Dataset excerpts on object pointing
----

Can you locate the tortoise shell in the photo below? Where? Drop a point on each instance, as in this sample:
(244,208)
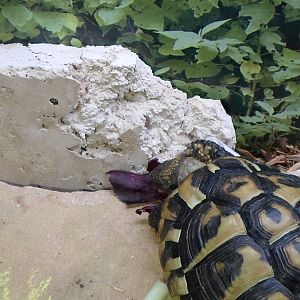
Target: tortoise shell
(231,231)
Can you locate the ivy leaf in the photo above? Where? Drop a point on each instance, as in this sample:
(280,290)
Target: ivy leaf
(167,47)
(18,15)
(108,16)
(217,92)
(202,7)
(6,36)
(268,93)
(293,88)
(161,71)
(147,15)
(247,91)
(291,14)
(230,79)
(269,39)
(236,54)
(252,119)
(225,42)
(260,13)
(236,32)
(208,69)
(248,69)
(171,10)
(255,57)
(54,21)
(213,92)
(184,39)
(293,3)
(125,3)
(30,29)
(207,51)
(265,106)
(212,26)
(65,5)
(283,75)
(76,43)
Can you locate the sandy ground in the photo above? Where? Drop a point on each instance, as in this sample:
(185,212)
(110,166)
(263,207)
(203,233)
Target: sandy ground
(78,245)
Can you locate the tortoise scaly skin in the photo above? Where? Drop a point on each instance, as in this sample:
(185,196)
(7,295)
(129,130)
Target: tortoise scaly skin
(231,231)
(228,230)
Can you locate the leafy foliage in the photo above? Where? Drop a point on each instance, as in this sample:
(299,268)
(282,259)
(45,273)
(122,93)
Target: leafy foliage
(243,52)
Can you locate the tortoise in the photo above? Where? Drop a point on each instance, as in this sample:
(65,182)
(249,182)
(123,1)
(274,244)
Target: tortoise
(229,229)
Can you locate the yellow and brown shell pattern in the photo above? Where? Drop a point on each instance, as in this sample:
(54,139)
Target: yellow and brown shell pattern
(231,231)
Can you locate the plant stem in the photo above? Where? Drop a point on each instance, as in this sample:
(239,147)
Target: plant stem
(251,100)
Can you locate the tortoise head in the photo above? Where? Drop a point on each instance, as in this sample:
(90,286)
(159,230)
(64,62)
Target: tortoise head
(168,175)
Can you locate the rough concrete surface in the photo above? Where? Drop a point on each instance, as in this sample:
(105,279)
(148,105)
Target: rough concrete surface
(68,115)
(80,245)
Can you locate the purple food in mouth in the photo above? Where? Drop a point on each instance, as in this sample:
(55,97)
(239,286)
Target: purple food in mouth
(133,188)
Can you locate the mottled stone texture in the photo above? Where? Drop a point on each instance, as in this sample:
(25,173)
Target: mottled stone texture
(69,115)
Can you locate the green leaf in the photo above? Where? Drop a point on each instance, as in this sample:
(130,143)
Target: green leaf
(213,92)
(248,69)
(30,29)
(265,106)
(65,5)
(202,7)
(229,79)
(236,32)
(18,15)
(171,10)
(76,43)
(293,88)
(184,39)
(291,14)
(246,91)
(269,39)
(167,47)
(6,36)
(55,21)
(225,42)
(161,71)
(212,26)
(207,51)
(260,13)
(147,15)
(283,75)
(293,3)
(236,54)
(108,16)
(252,119)
(202,70)
(217,92)
(268,93)
(124,3)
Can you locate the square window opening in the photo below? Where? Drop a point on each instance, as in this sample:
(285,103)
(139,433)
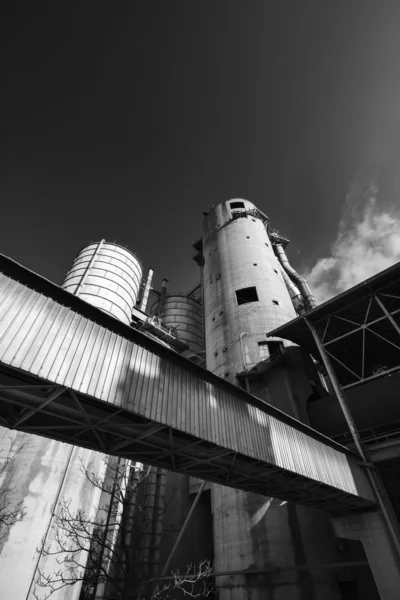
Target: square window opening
(237,205)
(246,295)
(270,349)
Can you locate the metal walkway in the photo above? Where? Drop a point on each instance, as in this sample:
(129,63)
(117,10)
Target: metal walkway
(73,373)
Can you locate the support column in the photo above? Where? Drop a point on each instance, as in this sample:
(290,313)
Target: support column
(370,529)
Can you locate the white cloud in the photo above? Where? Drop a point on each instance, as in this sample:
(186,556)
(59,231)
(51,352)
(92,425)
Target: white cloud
(367,242)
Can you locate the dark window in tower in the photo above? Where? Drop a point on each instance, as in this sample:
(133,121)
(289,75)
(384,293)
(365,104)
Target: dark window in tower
(237,205)
(246,295)
(270,349)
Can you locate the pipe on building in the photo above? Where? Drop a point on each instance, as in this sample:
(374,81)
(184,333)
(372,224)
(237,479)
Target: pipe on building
(163,297)
(294,292)
(146,290)
(86,273)
(378,490)
(309,300)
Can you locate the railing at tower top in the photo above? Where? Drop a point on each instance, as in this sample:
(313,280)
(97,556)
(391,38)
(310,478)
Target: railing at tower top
(75,374)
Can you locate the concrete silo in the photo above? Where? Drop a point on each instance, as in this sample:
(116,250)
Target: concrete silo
(245,297)
(46,473)
(107,276)
(184,316)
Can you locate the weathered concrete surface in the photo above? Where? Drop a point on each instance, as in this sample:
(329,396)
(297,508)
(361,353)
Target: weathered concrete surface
(370,529)
(45,474)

----

Starting with the line that contains "Can you locate the support", write out each line through the end of the listing, exactly as it appears, and include nothing else.

Can you locate the support column in the photo above? Where? Drop a point on each instance, as in this sample:
(290,313)
Target: support column
(370,529)
Can you locate the white cloud in the photo above? Where? Drop a point on each instance, as in this sample:
(186,556)
(59,231)
(51,352)
(92,425)
Target: white cloud
(367,242)
Can you locate the dark window in tower in the photo above? Where? Drop a point on each instance, as in this sample:
(133,121)
(289,75)
(384,293)
(365,104)
Target: dark window in tower
(237,205)
(246,295)
(270,349)
Can you locate the pipe on building in the photo above? Where? Drop a point on each instance, as in this sample:
(374,81)
(184,333)
(372,224)
(237,479)
Target: pipe on building
(163,297)
(294,292)
(146,290)
(86,273)
(378,490)
(309,300)
Can you locate the railing at tower top in the photo above? Where? Drop a point on each instance, as in this sample:
(313,280)
(97,556)
(391,38)
(310,478)
Target: railing at tower top
(75,374)
Can you locate the concrete silo in the photo above? Where? Drop a point on each instance, as in this sample:
(116,250)
Target: concrete silo
(245,297)
(46,473)
(107,276)
(184,316)
Can you locate the weathered concrete surface in the photo above? Where? Drop a point on each instance, as in this sample:
(329,396)
(297,508)
(361,353)
Target: weathered concrete surface
(370,529)
(45,474)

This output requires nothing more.